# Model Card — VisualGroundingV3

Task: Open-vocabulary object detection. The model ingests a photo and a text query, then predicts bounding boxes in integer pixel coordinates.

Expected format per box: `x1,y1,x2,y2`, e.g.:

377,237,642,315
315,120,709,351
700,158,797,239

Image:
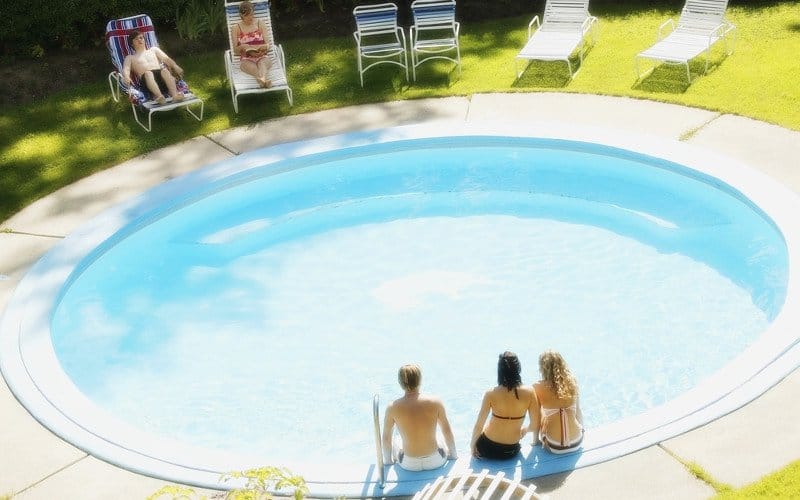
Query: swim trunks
475,433,520,460
397,448,447,471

○ ○ ○ ○ ○

Reproduce all the rows above with "bounding boxes" swapped for "rectangles" and nothing else altered. Omit the pictures.

◆ **Task answer**
# Model Card — VisualGroundingV3

Task: Open-vocabulary object detection. The model ingests a photo and a text query, then predicts rectangles in integer pixel coordinates.

Expected format per box: `x1,y1,x2,y2`, e.g.:

377,237,642,315
315,120,709,351
700,158,797,239

Image:
Query: swim trunks
475,433,520,460
397,448,447,471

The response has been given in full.